## GIVEN TEXT
Which is the recommended way of working with SNAP in a Python context?
I have used the NetBeans-based GUI for the Sentinel Toolboxes a couple of times now. While it is nice, it does have some bugs and deficiencies. I would like to integrate the data retrieval (downloading of products) and preparation (extracting specific bands from a specific subregion that is part of a product) in Python in order to hopefully create an example for a cloud service that relies on data from Sentinel. So far I have explored the following two options:
-
snappy
- the Python API that comes with the Python setup for SNAP -
GPT
- the command line tool for SNAP
I am using Sentinel 2 Toolbox but my guess is that this functionality is also available for 1 and 3.

## EXERCISE SET
1 – Answer these questions about the post on using SNAP with Python:
(a) Which GUI has the writer already used a couple of times?
(b) How does the post describe GPT?
(c) Which toolbox is the writer using?
2 – Write the next part of the post on working with SNAP in Python, starting after its last sentence.
The material has nothing to do with the post about SNAP and Python.

## DATA EXTRACTS
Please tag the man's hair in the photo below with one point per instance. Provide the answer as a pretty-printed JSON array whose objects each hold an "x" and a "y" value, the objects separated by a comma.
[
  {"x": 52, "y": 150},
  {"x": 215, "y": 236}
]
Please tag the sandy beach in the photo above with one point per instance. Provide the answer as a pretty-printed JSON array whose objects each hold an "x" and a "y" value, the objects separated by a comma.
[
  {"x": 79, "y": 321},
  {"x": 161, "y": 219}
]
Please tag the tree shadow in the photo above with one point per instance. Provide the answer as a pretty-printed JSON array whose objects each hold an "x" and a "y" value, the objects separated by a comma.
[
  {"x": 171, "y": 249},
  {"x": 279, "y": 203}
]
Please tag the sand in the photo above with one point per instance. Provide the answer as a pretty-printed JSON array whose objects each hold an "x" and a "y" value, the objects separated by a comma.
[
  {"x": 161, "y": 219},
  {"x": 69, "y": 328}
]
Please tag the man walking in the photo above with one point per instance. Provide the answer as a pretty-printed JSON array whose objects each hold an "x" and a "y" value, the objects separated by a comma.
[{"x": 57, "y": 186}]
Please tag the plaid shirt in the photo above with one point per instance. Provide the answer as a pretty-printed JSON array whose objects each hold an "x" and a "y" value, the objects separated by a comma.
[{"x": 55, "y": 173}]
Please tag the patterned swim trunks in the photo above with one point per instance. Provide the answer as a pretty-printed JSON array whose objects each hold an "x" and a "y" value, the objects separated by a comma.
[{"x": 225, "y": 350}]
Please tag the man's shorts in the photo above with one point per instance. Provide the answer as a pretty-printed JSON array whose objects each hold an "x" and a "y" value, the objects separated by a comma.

## TASK RESULTS
1 –
(a) The NetBeans-based GUI for the Sentinel Toolboxes.
(b) As the command line tool for SNAP.
(c) The Sentinel 2 Toolbox.

2 –
For snappy
there appears to be multiple things going on under the hood. For example I can get a subset in two ways:
-
Using JPY (Java-Python bridge):
subset_from_region = snappy.jpy.get_type('org.esa.snap.core.gpf.common.SubsetOp') subset_from_region = subset_from_region() subset_from_region.setSourceProduct(s2_product) subset_from_region.setCopyMetadata(True) subset_from_region.setGeoRegion(region) subset_from_region = subset_from_region.getTargetProduct()
-
Using GPF:
parameters = snappy.HashMap() parameters.put('copyMetadata', True) parameters.put('geoRegion', region) subset_from_region = snappy.GPF.createProduct('subset', parameters, s2_product)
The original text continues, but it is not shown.